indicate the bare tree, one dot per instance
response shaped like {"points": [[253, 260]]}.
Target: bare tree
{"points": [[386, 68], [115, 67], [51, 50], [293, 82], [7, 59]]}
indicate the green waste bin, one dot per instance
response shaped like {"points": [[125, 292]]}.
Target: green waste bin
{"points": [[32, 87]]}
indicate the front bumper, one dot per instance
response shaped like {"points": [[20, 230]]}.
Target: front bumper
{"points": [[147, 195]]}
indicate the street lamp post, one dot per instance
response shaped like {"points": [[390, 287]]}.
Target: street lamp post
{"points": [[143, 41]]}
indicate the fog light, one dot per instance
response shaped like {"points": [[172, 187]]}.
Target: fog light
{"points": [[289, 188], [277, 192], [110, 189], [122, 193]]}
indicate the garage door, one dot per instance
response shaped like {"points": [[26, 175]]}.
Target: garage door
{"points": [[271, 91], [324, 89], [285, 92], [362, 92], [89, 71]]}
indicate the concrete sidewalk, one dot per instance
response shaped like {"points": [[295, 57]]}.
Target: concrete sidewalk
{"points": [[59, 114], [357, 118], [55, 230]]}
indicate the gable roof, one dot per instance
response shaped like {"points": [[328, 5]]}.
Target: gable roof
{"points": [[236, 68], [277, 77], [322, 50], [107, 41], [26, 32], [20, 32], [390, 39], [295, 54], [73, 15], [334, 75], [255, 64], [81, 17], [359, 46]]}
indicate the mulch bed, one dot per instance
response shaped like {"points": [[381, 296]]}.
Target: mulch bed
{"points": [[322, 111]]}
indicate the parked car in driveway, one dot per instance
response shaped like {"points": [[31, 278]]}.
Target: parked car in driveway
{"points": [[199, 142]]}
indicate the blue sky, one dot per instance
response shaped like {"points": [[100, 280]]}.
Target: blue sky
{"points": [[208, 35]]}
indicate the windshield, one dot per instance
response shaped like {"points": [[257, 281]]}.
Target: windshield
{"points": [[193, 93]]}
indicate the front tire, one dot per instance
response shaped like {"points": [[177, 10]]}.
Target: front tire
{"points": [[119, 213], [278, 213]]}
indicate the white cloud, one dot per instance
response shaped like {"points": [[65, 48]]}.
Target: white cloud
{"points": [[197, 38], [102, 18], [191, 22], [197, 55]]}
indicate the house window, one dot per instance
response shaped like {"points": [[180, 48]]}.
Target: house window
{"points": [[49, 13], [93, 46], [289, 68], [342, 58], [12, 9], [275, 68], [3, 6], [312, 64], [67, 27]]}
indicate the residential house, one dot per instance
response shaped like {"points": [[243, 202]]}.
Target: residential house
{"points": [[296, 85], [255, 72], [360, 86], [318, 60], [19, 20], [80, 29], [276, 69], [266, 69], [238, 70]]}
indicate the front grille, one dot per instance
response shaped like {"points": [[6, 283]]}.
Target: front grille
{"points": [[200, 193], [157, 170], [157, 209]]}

------------------------------------------------------------

**Problem requirements**: Transcription of all the material must be exact.

**Solution to the exercise**:
indicate the bare tree, one dot per instance
response shaped like {"points": [[253, 260]]}.
Target: bare tree
{"points": [[386, 68], [115, 67], [51, 50], [293, 82], [7, 59]]}
indicate the green waste bin, one dot per instance
response shaped like {"points": [[125, 292]]}.
Target: green waste bin
{"points": [[32, 87]]}
indicate the front bumper, one dot per instance
response shaped like {"points": [[20, 230]]}.
Target: front bumper
{"points": [[147, 195]]}
indicate the street lamp post, one dot per instance
response shaped like {"points": [[390, 287]]}.
Target: street lamp post
{"points": [[143, 41]]}
indicate the fog light, one dot per instance
response shaped like {"points": [[172, 187]]}.
Target: fog light
{"points": [[289, 188], [277, 192], [110, 189], [122, 193]]}
indicate the garage door, one dot per instance
response shaped like {"points": [[26, 175]]}.
Target: garage door
{"points": [[271, 91], [324, 89], [285, 92], [362, 92], [89, 71]]}
indicate the concrete sidewalk, one dot per instance
response shaped like {"points": [[295, 57]]}.
Target: concrete sidewalk
{"points": [[59, 114], [357, 118], [55, 230]]}
indicate the gable roof, one dot per instance
response shaped like {"points": [[328, 5]]}.
Target: gable roof
{"points": [[236, 68], [277, 77], [322, 50], [107, 41], [26, 32], [20, 32], [390, 39], [295, 54], [73, 15], [334, 75], [255, 64], [81, 17], [359, 46]]}
indicate the mulch bed, one dot per instance
response shaped like {"points": [[381, 296]]}.
Target: mulch bed
{"points": [[322, 111]]}
indicate the parked car in driveway, one dot per instance
response shaped like {"points": [[31, 278]]}.
Target: parked car in driveway
{"points": [[199, 142]]}
indicate the blue sky, one dot per instance
response shaped like {"points": [[100, 280]]}.
Target: blue sky
{"points": [[208, 35]]}
indicate the windshield, one dot per instance
response shaped like {"points": [[257, 281]]}.
Target: windshield
{"points": [[193, 93]]}
indicate the front tire, one dot per instance
response shaped like {"points": [[177, 10]]}.
Target: front tire
{"points": [[119, 213], [278, 213]]}
indicate the white cloud, one dot per instance
response shaped like {"points": [[65, 48]]}.
Target: white cloud
{"points": [[197, 38], [102, 18], [191, 22], [197, 55]]}
indicate the house window, one dot per instance
response shaped like {"points": [[180, 48]]}.
Target: house window
{"points": [[49, 13], [93, 46], [289, 68], [342, 58], [12, 9], [275, 68], [3, 6], [312, 64], [67, 27]]}
indicate the residential house, one dot per instance
response shaped like {"points": [[243, 202]]}.
Target: residential house
{"points": [[296, 85], [255, 72], [360, 86], [318, 60], [19, 20], [80, 29], [276, 69], [266, 69], [238, 70]]}
indicate the front grille, one dot per instance
response shaped like {"points": [[6, 283]]}.
Target: front grille
{"points": [[200, 193], [157, 170], [157, 209]]}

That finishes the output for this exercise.